■ Work instructions: The answer must consist of the entries, copied exactly and in full.

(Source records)
=======
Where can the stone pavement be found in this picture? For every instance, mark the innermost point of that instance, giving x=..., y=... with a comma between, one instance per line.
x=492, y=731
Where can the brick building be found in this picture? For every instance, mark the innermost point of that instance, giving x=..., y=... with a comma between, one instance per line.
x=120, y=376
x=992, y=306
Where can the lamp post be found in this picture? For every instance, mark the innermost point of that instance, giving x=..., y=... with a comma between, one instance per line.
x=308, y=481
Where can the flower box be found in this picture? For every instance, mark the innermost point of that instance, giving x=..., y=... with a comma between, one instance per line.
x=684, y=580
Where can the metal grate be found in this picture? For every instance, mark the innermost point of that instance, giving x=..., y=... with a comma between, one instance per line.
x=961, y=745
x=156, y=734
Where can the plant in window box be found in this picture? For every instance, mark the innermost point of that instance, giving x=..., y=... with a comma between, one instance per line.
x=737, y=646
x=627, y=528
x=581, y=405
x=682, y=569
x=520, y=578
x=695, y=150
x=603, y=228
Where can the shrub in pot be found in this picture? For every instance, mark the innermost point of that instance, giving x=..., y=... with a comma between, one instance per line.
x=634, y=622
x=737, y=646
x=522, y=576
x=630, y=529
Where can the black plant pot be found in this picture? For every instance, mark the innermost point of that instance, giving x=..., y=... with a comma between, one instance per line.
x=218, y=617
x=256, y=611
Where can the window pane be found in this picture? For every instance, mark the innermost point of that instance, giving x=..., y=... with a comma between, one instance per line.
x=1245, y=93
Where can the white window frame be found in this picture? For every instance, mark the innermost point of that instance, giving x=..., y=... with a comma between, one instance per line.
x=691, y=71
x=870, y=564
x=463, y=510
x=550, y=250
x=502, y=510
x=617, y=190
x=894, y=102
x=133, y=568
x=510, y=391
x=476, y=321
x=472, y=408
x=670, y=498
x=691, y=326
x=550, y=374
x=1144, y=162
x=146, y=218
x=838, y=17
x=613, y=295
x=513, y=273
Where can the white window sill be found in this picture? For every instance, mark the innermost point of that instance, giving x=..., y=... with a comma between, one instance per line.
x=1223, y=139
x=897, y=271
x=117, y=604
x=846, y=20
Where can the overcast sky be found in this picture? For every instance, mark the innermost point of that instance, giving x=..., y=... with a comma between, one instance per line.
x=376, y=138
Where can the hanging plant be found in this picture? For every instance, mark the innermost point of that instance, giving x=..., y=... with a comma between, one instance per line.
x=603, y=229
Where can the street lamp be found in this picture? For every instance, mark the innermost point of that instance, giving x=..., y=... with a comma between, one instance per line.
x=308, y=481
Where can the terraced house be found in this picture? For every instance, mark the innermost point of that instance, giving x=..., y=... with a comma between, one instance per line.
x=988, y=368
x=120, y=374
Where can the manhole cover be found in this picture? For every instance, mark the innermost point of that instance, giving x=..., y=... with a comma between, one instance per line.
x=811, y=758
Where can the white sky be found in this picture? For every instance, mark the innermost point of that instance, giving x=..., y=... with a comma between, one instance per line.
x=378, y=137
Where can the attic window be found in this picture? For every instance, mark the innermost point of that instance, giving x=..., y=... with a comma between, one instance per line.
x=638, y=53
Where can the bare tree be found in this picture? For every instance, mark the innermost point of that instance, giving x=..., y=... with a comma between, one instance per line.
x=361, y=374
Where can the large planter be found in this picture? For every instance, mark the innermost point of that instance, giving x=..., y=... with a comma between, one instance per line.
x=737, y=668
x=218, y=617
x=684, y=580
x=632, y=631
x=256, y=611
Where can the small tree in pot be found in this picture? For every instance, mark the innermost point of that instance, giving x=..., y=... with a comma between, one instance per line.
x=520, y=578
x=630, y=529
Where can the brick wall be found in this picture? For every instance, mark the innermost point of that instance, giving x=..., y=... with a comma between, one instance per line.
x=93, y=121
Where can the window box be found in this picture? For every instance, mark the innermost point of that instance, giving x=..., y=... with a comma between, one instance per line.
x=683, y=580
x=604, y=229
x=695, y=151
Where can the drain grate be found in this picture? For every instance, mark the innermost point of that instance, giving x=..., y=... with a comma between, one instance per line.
=======
■ Result:
Where can the stone pavement be found in this picture? For every instance, mark the innermost point of that instance, giving x=..., y=... with a comma between, one instance per line.
x=492, y=731
Where can the brick building be found in this picture? For every instance, mark the innermost point of that instance, giving x=..., y=... with a comma between, one instance per line.
x=120, y=376
x=992, y=306
Where can the lamp post be found in this picture? For every instance, mark the innermost point of that instance, giving x=..., y=... with a comma between, one instance per line.
x=308, y=481
Where can the flower box be found in this picture? For every instance, mark the innermost point of that instance, giving x=..., y=... with a comma between, one instance per line.
x=684, y=580
Where can the metal grate be found in this picture? For every instance, mark the innermost point of that instance, giving x=..., y=... with a comma between, one instance per line.
x=961, y=745
x=156, y=734
Where can the plant in window box be found in this picture? For every instance, mark the innermost point of that instance, giving x=..., y=... with a comma between, one instance per line.
x=737, y=646
x=627, y=528
x=581, y=405
x=682, y=569
x=520, y=578
x=695, y=150
x=603, y=228
Where can the shrub in pot be found in this picture? For every instance, mark the innermost point of that instance, giving x=..., y=... with a comma between, one instance per line.
x=634, y=622
x=737, y=646
x=522, y=576
x=630, y=529
Where can the black plant pot be found in this picture? For every instance, mark the innermost point of that instance, giving x=..., y=... with a comma between, one instance per line.
x=218, y=617
x=256, y=611
Where can the window pane be found in this picture? For every instance, mark the innermost point of that instance, giving x=..., y=... with a comma between, one instance per line.
x=1245, y=93
Where can the white window frame be found in this picture? For every instance, mark the innermost point of that instance, giving x=..., y=... with a comma between, one instance per line.
x=691, y=71
x=870, y=564
x=463, y=510
x=550, y=250
x=502, y=510
x=617, y=190
x=894, y=102
x=133, y=568
x=510, y=391
x=476, y=321
x=472, y=408
x=670, y=498
x=691, y=326
x=550, y=374
x=1144, y=162
x=146, y=218
x=838, y=17
x=613, y=295
x=513, y=273
Where can the white window sill be found in this picture? For every instance, mark the innermost point of that instance, giving x=..., y=... with a comma between, one instance per line.
x=1223, y=139
x=897, y=271
x=117, y=604
x=846, y=20
Where can the overcast sky be found in this picture? For every instance, mark the innermost point of that instance, giving x=..., y=... with a comma between, one instance per line.
x=376, y=138
Where can the hanging plant be found in this picture? For every instance, mark the innermost point of that instance, giving x=..., y=... with a comma between, one instance per line.
x=603, y=229
Where can the street lamp be found in this picture? For every instance, mark the innermost point of that instance, giving x=..., y=... with a comma between, one instance per line.
x=308, y=481
Where can the terraced house be found in this picture? For every instance, mark the innermost point of that instance, giving x=..., y=... with a comma between, one instance per line.
x=988, y=368
x=120, y=374
Where can the manhole cover be found in this picture? For every instance, mark the innermost point of that instance, giving x=..., y=... with a comma between, one instance per line.
x=811, y=758
Where can the white sky be found in this picture? For every instance, mark the innermost point of that instance, giving x=..., y=... with a comma between, one instance per line.
x=378, y=137
Where can the attic window be found in this picture? For every instance, mark the innermost point of that instance, giving x=..., y=... with a comma between, one instance per line.
x=638, y=53
Where can the bare tree be found in this picture? For every instance, mark the innermost point of that instance, giving x=..., y=... with a comma between, one instance per line.
x=361, y=374
Where can the large planter be found in this picture? For every instance, mark the innermost point of that instance, giving x=..., y=... with a comma between, one instance per line.
x=737, y=668
x=218, y=617
x=684, y=580
x=632, y=631
x=256, y=611
Where can the small tree in pot be found in this picture? For every instance, mark the innermost point of that instance, giving x=..., y=... with a comma between, one instance per line.
x=520, y=578
x=630, y=529
Where can the brick wall be found in this picture? For every instance, mark the innermost point of that instance, giving x=..., y=... with a comma between, one instance per line.
x=93, y=121
Where can the window box be found in this picture? For every instance, mark the innermost point of that instance, giving x=..., y=... with a comma between, one instance per line.
x=683, y=580
x=604, y=229
x=695, y=151
Where can the drain grate be found in this picture? For every instance, mark the innermost point of that instance, giving x=..., y=... with a comma between, one instance per line.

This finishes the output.